TASK DETAILS
Reproduce the following material word for word, line by line, with nothing added or changed.
----
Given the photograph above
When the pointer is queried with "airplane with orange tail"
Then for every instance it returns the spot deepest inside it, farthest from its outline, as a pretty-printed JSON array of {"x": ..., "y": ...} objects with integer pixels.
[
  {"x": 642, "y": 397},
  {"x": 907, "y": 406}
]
----
FINAL RESULT
Given the photograph above
When the pointer is queried with "airplane with orange tail"
Then for every instance it returns the spot deepest inside it, farthest from its outline, as a pretty-printed JSON array of {"x": ..., "y": ...} objects with integer pixels.
[
  {"x": 642, "y": 397},
  {"x": 907, "y": 406}
]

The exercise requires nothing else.